> _Given exercise 1_
Extract every line of the entries below that contains the word "hanging", matching case exactly.

> _Passage given_
start

A Blogger’s Summary of Lennox’s Arguments about the nature of science and reality in God’s Undertaker: Has Science Buried God? which responds to Dawkins. http://craigjosling.blogspot.ca/2012/05/summary-of-gods-undertaker-has-science.html

“The existence of consciousness is both one of the most familiar and one of the most astounding things about the world. No conception of the natural order that does not reveal it as something to be expected can aspire even to the outline of completeness. And if physical science, whatever it may have to say about the origin of life, leaves us necessarily in the dark about consciousness, that shows that it cannot provide the basic form of intelligibility for this world.”

end

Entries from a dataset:
start

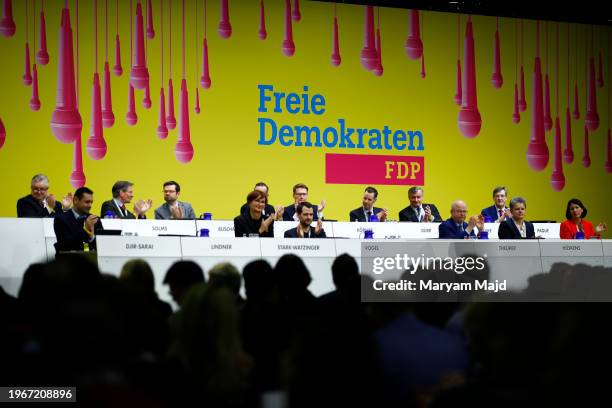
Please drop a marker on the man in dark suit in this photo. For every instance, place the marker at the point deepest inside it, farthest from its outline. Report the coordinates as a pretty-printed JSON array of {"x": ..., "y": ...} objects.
[
  {"x": 41, "y": 204},
  {"x": 300, "y": 195},
  {"x": 122, "y": 195},
  {"x": 456, "y": 227},
  {"x": 498, "y": 212},
  {"x": 417, "y": 211},
  {"x": 367, "y": 209},
  {"x": 304, "y": 229},
  {"x": 76, "y": 228}
]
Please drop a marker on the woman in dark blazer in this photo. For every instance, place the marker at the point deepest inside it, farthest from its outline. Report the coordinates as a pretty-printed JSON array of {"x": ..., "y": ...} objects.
[{"x": 516, "y": 227}]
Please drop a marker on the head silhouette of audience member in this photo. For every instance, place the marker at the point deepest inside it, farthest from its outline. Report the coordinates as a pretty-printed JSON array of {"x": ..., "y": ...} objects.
[{"x": 181, "y": 276}]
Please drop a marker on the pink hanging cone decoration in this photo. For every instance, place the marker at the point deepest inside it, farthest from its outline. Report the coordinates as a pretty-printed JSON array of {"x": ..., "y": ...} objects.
[
  {"x": 183, "y": 151},
  {"x": 27, "y": 73},
  {"x": 150, "y": 29},
  {"x": 414, "y": 45},
  {"x": 586, "y": 155},
  {"x": 557, "y": 178},
  {"x": 196, "y": 108},
  {"x": 35, "y": 100},
  {"x": 225, "y": 26},
  {"x": 295, "y": 13},
  {"x": 262, "y": 33},
  {"x": 131, "y": 118},
  {"x": 336, "y": 59},
  {"x": 7, "y": 25},
  {"x": 162, "y": 129},
  {"x": 139, "y": 75},
  {"x": 77, "y": 177},
  {"x": 170, "y": 119},
  {"x": 2, "y": 133},
  {"x": 42, "y": 56},
  {"x": 117, "y": 68},
  {"x": 66, "y": 123},
  {"x": 469, "y": 118},
  {"x": 496, "y": 78},
  {"x": 537, "y": 151},
  {"x": 516, "y": 116},
  {"x": 369, "y": 55},
  {"x": 288, "y": 46},
  {"x": 96, "y": 145}
]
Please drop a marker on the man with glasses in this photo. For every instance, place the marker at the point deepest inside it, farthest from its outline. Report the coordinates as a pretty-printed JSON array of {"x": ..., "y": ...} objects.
[{"x": 41, "y": 204}]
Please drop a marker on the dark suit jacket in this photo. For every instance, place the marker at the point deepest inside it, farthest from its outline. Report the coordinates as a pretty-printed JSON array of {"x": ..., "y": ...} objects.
[
  {"x": 449, "y": 230},
  {"x": 507, "y": 230},
  {"x": 408, "y": 214},
  {"x": 358, "y": 215},
  {"x": 29, "y": 207},
  {"x": 70, "y": 233},
  {"x": 292, "y": 233},
  {"x": 290, "y": 210},
  {"x": 112, "y": 207}
]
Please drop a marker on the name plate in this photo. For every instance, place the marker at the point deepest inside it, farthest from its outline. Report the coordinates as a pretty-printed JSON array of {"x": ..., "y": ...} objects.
[
  {"x": 571, "y": 248},
  {"x": 220, "y": 247},
  {"x": 135, "y": 247},
  {"x": 303, "y": 247},
  {"x": 153, "y": 228},
  {"x": 220, "y": 229}
]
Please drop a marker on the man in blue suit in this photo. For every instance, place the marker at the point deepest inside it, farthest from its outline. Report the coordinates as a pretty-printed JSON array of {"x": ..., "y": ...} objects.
[
  {"x": 456, "y": 227},
  {"x": 498, "y": 212}
]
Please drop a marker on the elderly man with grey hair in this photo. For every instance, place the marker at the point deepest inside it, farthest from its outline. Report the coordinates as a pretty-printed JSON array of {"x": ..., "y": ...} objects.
[
  {"x": 41, "y": 204},
  {"x": 123, "y": 193}
]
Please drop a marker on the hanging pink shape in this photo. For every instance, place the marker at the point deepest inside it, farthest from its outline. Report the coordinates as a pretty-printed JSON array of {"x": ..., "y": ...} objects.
[
  {"x": 586, "y": 155},
  {"x": 458, "y": 91},
  {"x": 295, "y": 14},
  {"x": 117, "y": 68},
  {"x": 607, "y": 166},
  {"x": 378, "y": 69},
  {"x": 205, "y": 81},
  {"x": 146, "y": 101},
  {"x": 568, "y": 152},
  {"x": 139, "y": 75},
  {"x": 336, "y": 59},
  {"x": 66, "y": 123},
  {"x": 591, "y": 118},
  {"x": 96, "y": 145},
  {"x": 34, "y": 101},
  {"x": 516, "y": 116},
  {"x": 469, "y": 116},
  {"x": 225, "y": 27},
  {"x": 196, "y": 109},
  {"x": 170, "y": 119},
  {"x": 7, "y": 25},
  {"x": 183, "y": 151},
  {"x": 576, "y": 112},
  {"x": 162, "y": 129},
  {"x": 108, "y": 117},
  {"x": 77, "y": 177},
  {"x": 600, "y": 72},
  {"x": 131, "y": 118},
  {"x": 557, "y": 178},
  {"x": 496, "y": 78},
  {"x": 42, "y": 56},
  {"x": 288, "y": 44},
  {"x": 27, "y": 74},
  {"x": 414, "y": 45},
  {"x": 150, "y": 30},
  {"x": 522, "y": 100},
  {"x": 368, "y": 55},
  {"x": 537, "y": 151},
  {"x": 2, "y": 133},
  {"x": 262, "y": 33}
]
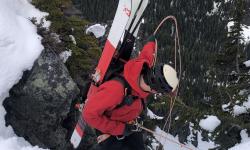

end

> _Given exercise 2_
Transcribe the passage on consciousness above in full, word for word.

> _Task answer 1_
Please drop a marker on the pink hanging cone decoration in this photo. For every instance, place the marker at the point deepest inside it, farthest from its outline. Report the coordinates as a pretty-printed JSON array of {"x": ..., "y": ...} objects.
Please drop a marker on the hanging pink shape in this photo. For every instance, place the marker at the point deepest inside it, farthest from its outline. Report the coordinates as a pretty-printed JSON array of {"x": ..., "y": ...} objects.

> _Task answer 2_
A Blogger’s Summary of Lennox’s Arguments about the nature of science and reality in God’s Undertaker: Has Science Buried God? which responds to Dawkins. http://craigjosling.blogspot.ca/2012/05/summary-of-gods-undertaker-has-science.html

“The existence of consciousness is both one of the most familiar and one of the most astounding things about the world. No conception of the natural order that does not reveal it as something to be expected can aspire even to the outline of completeness. And if physical science, whatever it may have to say about the origin of life, leaves us necessarily in the dark about consciousness, that shows that it cannot provide the basic form of intelligibility for this world.”